People bear these burdens, not because they can reliably use the car for its stated purpose, getting from here to there (which is in fact reliably frustrated by traffic gridlock and breakdown), but because it is a necessary prosthetic for living in the modern, engineered society. Such is the rationalization of the environment and people’s lives, that the costs of car use (and much else) is assumed as a staple expense.
The automobile demonstrates how engineering is often inimical to social and economic liberalism. The automobile could not have reached dominant status without regulation of the market and of society by the state. It diverts material resources, both from the household and from society, that could be more use economically elsewhere.
In fact, very few of the modern, sophisticated media of communication are economical in terms of liberal supply-and-demand theory. Joseph D’Cruz, a respected analyst of the airline industry at the University of Toronto, has said that as a business proposition, an air carrier is too risky for the rational investor. According to D’Cruz, most airline entrepreneurs have been motivated not by riches, but by a love of flight. Recently, it was calculated that, in the aggregate, the global airline industry has never made a profit.
There have been profitable air carriers, but the number of unprofitable airlines has been greater. Thus, the airline industry is as massive as it is for one reason: public subsidy. Governments have chosen either to provide grants and “loans” to private airlines, or formed their own state airlines, because it is believed strategic or prestigious to have a “national carrier.”
The airline industry is the perfect example of what is properly known as corporatism or state-capitalism. Airline entrepreneurs could rarely hope to maintain themselves as going concerns, were not governments willing to underwrite some or much of the cost of airlines for their own purposes.

PROVIDED DATA
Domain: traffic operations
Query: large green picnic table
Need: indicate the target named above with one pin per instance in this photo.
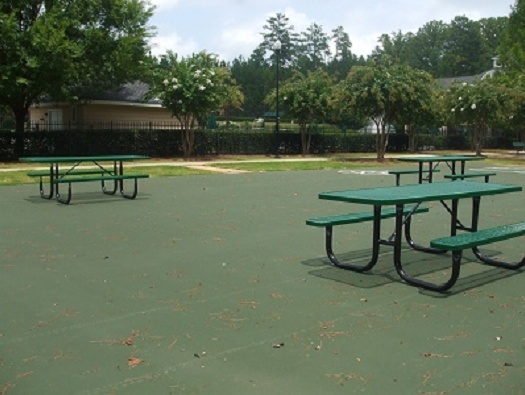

WHAT YOU WILL DO
(a) In the essay on cars and airlines, what was recently calculated about the global airline industry in the aggregate?
(b) Reproduce the essay on cars and airlines from "The automobile demonstrates" to "use economically elsewhere.".

TASK SOLUTIONS
(a) It has never made a profit.

(b)
The automobile demonstrates how engineering is often inimical to social and economic liberalism. The automobile could not have reached dominant status without regulation of the market and of society by the state. It diverts material resources, both from the household and from society, that could be more use economically elsewhere.